GIVEN PASSAGE:
______________________________
War, it is said, may exist without a formal declaration, and the decision of the Court is that the laws of war as established among nations have their foundation in reason, and tend to mitigate the cruelties and miseries which such conflicts produce. Prize Cases, 2 Black 669. Hence, said the Court, the parties to a civil war usually concede to each other belligerent rights, for they exchange prisoners and adopt the other courtesies and rules common to public or national war; nor is it necessary that the independence of the revolted province or state should be acknowledged in order to constitute it a party belligerent in a war according to the law of nations, and the reason given for the rule is one of frequent illustration, which is that foreign nations acknowledge it as war by a declaration of neutrality, of which two examples are given in the opinion of the Court from which these rules are drawn.
1. When the United States recognized the existence of civil war between Spain and her colonies. The Trinidad, 7 Wheat. 283, 327 [argument of counsel -- omitted].
2. When the Queen of England issued her proclamation of neutrality recognizing hostilities as existing between the United States and the Confederate States.
Other nations followed with a similar declaration or by silent
acquiescence, and in speaking of that fact, this Court said that a citizen of a foreign state, in view of such a recognition, is estopped to deny the existence of a war, with all its consequences as regards neutrals. They cannot ask a court to affect a technical ignorance of the existence of a war which all the world acknowledges to be the greatest civil war of the human race, and thus cripple the arm of the government and paralyze its power.
Such a war usually operates as a temporary suspension of obedience of the revolting party to the lawful sovereign, but other nations may, until the revolution is consummated, remain indifferent spectators of the controversy, treating the government as sovereign and the new government as a society entitled to the rights of war against its enemy, or they may espouse the cause of the party which they believe to have justice on its side. In the first case, the foreign state fulfills all its obligations under the law of nations and neither party has any right to complain, provided that it maintains an impartial neutrality; but in the latter case, the foreign state becomes the enemy of the party against which it declares and the ally of the other. Lawrence's Wheaton 40 and notes.
Belligerent rights cannot be exercised when there are no belligerents. Conquest of a foreign country, if permanent, gives absolute and unlimited right; but no nation can make such a conquest of its own territory. If a hostile power, either from without or within a nation, takes possession and holds absolute dominion over any portion of its territory, and the nation by force of arms expels or overthrows the enemy and suppresses hostilities, it acquires no new title, but merely regains the possession of what it had been temporarily deprived. Id., 605; The Amy Warwick and Cargo, 24 Law Reporter 494.
Cotton was the article destroyed, which was the subject during the war of special legislation by each belligerent power. It was treated by the army, the navy, and the civil arm of each as possessing extraordinary qualities and as different from other property, even in the hands of noncombatants. It formed the basis of the credit which the Confederates were seeking to establish abroad for the prosecution of the war. Its retention in the Southern states and withdrawal from market except
when for war purposes were considered by the Confederate authorities as of vital importance, for it was hoped that its withdrawal from market would hasten a recognition of the independence of the states in rebellion and the raising of the blockade which was destroying their resources and crippling their armies.
______________________________
Source records:

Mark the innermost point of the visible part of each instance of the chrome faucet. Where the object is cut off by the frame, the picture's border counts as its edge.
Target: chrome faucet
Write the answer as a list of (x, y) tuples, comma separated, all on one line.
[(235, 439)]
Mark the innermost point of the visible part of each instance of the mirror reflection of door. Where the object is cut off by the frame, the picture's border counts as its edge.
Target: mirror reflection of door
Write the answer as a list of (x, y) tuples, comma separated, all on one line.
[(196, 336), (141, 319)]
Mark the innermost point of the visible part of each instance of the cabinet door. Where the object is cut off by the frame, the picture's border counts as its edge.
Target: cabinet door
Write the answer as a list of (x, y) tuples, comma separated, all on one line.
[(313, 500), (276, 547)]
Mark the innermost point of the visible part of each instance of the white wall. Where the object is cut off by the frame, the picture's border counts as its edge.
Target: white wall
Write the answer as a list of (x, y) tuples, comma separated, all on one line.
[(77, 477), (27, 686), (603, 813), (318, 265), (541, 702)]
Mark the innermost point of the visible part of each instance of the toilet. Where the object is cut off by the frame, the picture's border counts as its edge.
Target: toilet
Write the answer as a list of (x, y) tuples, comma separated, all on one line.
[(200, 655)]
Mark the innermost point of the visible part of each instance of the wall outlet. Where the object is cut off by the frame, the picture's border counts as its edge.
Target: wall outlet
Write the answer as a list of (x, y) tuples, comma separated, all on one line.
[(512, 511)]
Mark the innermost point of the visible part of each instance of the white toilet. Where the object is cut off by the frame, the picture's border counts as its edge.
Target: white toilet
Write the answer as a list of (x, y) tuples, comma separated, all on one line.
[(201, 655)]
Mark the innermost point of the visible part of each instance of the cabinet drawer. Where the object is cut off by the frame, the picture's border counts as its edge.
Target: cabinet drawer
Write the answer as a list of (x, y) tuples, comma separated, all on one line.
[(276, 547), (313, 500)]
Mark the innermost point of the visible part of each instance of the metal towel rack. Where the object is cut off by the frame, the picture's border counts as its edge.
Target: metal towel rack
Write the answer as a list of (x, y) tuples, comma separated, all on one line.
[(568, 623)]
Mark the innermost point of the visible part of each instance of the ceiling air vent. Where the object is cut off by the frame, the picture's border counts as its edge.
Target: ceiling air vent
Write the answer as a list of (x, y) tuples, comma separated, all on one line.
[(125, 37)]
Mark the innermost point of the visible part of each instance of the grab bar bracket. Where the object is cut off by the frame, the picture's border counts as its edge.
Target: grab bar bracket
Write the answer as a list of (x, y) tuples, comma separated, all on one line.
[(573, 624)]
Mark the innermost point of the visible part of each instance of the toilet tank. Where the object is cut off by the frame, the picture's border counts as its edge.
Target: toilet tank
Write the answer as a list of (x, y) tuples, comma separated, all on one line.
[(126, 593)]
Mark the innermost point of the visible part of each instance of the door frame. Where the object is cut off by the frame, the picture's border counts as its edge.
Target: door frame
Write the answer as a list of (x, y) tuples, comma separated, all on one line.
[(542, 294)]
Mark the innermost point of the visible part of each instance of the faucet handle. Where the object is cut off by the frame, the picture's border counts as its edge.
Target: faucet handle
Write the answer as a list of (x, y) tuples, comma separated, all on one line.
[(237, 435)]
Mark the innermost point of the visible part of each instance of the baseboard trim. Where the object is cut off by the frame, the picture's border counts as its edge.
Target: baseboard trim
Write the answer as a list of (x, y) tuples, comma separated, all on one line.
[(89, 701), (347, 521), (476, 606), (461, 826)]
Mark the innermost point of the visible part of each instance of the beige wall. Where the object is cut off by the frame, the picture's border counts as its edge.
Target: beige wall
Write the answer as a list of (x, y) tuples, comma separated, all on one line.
______________________________
REQUIRED TASKS:
a) Output the stretch of the passage on belligerent rights from "1. When the" through "the Confederate States.", copied word for word.
b) Give the stretch of the source records listing from the line that contains "of the wall" through the line that contains "[(201, 655)]", both included, as a JSON list of strings with one string per line and blank lines omitted.

SOLUTIONS FOR EACH TASK:
a)
1. When the United States recognized the existence of civil war between Spain and her colonies. The Trinidad, 7 Wheat. 283, 327 [argument of counsel -- omitted].
2. When the Queen of England issued her proclamation of neutrality recognizing hostilities as existing between the United States and the Confederate States.

b)
[
  "Mark the innermost point of the visible part of each instance of the wall outlet. Where the object is cut off by the frame, the picture's border counts as its edge.",
  "Target: wall outlet",
  "Write the answer as a list of (x, y) tuples, comma separated, all on one line.",
  "[(512, 511)]",
  "Mark the innermost point of the visible part of each instance of the white toilet. Where the object is cut off by the frame, the picture's border counts as its edge.",
  "Target: white toilet",
  "Write the answer as a list of (x, y) tuples, comma separated, all on one line.",
  "[(201, 655)]"
]